-- start of Listed records --
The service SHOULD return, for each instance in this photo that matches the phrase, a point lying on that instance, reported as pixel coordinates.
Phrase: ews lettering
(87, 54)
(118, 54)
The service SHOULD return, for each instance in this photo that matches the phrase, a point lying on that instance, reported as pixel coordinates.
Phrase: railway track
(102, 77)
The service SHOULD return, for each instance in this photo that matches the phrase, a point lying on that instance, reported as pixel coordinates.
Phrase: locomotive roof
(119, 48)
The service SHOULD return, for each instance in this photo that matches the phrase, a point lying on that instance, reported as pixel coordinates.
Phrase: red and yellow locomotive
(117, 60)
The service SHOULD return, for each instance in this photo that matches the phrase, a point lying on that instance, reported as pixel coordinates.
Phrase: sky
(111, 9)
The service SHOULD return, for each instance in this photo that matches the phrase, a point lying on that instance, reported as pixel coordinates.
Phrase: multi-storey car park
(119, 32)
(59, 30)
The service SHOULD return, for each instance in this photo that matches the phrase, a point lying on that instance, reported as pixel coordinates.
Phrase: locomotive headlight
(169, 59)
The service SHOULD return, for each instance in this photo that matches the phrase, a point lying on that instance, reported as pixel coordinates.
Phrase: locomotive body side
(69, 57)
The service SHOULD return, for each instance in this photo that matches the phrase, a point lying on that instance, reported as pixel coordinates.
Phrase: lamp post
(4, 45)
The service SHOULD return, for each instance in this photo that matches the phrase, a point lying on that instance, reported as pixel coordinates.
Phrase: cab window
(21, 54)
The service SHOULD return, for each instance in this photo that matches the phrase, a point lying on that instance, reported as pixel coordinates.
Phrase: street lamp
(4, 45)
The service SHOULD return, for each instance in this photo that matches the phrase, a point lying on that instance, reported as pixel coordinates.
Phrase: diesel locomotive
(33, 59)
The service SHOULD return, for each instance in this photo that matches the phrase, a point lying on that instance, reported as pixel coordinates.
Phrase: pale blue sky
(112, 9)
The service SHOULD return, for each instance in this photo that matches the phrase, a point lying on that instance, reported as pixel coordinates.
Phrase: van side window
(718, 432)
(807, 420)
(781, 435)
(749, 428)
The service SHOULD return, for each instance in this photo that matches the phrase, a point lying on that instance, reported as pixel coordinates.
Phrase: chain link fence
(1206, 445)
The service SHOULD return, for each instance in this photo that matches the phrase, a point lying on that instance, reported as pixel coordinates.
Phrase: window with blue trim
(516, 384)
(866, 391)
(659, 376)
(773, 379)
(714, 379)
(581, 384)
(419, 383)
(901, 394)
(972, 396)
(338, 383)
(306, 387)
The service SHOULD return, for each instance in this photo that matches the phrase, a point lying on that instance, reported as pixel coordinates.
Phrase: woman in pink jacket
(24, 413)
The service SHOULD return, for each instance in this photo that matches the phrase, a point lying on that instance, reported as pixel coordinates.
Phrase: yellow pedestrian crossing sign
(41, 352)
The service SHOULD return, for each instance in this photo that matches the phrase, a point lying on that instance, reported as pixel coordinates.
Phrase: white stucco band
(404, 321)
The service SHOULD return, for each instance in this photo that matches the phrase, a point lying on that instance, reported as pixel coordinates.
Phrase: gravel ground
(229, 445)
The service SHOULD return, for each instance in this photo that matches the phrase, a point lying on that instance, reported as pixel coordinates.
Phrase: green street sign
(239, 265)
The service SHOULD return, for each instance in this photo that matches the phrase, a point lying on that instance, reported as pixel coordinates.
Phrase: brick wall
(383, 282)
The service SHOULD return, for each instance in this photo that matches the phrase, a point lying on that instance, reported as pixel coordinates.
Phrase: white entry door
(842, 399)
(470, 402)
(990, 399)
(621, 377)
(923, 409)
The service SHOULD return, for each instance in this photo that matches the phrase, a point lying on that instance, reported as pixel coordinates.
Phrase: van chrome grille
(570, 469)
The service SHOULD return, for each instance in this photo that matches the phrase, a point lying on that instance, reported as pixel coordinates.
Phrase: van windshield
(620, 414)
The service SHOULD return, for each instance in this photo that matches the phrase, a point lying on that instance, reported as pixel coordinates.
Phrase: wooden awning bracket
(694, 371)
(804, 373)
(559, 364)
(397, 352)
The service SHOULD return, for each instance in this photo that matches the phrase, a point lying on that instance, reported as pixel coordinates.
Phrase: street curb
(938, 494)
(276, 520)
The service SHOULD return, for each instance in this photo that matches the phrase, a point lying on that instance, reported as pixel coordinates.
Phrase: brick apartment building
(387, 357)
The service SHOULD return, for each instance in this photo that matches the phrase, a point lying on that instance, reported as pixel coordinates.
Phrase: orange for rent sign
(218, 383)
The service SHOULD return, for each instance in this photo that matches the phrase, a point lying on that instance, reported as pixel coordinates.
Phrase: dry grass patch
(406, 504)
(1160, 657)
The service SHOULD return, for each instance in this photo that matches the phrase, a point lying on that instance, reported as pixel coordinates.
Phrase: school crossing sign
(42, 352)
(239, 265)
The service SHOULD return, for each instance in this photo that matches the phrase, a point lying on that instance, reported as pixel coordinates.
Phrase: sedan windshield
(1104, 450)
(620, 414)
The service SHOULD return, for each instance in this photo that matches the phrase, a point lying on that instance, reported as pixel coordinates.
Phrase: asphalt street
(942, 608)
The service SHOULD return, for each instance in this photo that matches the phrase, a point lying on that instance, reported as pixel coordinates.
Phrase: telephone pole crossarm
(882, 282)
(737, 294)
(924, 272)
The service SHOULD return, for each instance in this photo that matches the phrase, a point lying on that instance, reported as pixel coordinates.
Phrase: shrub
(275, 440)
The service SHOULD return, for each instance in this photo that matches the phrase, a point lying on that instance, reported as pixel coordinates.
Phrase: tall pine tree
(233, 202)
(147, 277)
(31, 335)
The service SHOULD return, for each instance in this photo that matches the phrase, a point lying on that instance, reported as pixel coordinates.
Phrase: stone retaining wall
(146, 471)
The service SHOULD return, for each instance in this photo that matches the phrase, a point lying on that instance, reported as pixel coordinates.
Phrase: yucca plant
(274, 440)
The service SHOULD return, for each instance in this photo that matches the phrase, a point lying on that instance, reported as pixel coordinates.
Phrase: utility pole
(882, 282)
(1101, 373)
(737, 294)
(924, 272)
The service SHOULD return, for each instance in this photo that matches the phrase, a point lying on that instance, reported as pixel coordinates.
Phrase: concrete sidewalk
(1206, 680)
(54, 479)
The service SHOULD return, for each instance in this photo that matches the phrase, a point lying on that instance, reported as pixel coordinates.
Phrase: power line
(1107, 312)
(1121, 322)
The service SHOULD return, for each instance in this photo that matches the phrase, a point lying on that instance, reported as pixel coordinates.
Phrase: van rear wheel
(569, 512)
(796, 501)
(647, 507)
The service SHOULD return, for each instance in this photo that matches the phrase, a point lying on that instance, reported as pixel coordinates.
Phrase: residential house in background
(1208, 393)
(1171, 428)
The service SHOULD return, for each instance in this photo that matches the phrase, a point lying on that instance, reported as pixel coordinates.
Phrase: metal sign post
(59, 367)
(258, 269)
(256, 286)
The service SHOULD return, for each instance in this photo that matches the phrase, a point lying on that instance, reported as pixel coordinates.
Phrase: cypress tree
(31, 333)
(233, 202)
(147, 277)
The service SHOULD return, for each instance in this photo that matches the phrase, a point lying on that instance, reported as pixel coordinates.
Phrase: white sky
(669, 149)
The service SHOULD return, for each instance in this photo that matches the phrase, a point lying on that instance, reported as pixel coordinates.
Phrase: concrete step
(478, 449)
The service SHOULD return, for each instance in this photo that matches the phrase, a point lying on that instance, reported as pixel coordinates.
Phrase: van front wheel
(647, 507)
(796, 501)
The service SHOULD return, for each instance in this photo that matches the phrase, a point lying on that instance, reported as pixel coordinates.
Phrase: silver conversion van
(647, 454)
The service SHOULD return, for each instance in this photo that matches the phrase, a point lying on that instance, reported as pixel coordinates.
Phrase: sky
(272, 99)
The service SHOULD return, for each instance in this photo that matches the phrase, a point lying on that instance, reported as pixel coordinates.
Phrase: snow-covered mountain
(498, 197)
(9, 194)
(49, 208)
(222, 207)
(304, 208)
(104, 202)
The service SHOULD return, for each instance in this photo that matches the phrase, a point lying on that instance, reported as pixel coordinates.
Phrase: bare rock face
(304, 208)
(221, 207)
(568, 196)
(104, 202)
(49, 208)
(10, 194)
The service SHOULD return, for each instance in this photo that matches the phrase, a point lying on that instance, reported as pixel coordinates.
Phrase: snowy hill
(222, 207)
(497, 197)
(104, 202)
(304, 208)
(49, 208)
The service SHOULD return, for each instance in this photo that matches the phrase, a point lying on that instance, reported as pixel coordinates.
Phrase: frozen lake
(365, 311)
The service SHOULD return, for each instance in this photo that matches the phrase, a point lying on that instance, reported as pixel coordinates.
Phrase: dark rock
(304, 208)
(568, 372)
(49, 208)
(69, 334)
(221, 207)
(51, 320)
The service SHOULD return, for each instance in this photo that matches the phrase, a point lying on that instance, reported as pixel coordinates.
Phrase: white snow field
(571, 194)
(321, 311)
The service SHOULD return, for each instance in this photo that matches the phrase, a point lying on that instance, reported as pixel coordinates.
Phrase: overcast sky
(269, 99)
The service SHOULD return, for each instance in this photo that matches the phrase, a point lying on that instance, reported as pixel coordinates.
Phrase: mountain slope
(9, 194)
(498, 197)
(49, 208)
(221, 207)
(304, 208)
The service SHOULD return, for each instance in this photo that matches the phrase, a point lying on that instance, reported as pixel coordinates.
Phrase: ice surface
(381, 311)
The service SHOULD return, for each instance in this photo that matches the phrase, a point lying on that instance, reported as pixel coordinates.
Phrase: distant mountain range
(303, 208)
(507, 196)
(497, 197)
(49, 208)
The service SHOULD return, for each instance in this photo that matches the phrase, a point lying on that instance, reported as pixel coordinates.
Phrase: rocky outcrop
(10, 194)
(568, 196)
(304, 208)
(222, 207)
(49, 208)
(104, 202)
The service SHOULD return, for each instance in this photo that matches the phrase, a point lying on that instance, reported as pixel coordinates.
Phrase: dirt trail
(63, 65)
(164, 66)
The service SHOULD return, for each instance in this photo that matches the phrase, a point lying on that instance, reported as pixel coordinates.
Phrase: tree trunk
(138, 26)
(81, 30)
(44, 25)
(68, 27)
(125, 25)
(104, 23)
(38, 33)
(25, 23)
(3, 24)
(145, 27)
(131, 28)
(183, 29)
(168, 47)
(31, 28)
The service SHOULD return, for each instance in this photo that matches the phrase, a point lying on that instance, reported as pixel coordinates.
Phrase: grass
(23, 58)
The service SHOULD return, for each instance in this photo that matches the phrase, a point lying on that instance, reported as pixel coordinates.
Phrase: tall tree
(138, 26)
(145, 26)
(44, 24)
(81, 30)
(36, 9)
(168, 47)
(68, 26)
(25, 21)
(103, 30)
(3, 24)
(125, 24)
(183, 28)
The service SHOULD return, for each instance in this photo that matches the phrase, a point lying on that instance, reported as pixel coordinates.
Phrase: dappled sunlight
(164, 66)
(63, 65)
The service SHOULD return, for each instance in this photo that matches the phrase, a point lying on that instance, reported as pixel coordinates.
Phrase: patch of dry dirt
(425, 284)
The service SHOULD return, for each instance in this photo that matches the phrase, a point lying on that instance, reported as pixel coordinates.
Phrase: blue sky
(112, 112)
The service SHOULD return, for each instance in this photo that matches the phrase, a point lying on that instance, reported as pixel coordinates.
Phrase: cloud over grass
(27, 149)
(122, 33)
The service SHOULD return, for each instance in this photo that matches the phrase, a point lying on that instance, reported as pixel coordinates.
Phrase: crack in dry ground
-- end of Listed records --
## Goal:
Pull out every line in the listing that contains the word "mountain".

## Exercise answer:
Phrase: snow-covered mountain
Phrase: mountain slope
Phrase: distant mountain range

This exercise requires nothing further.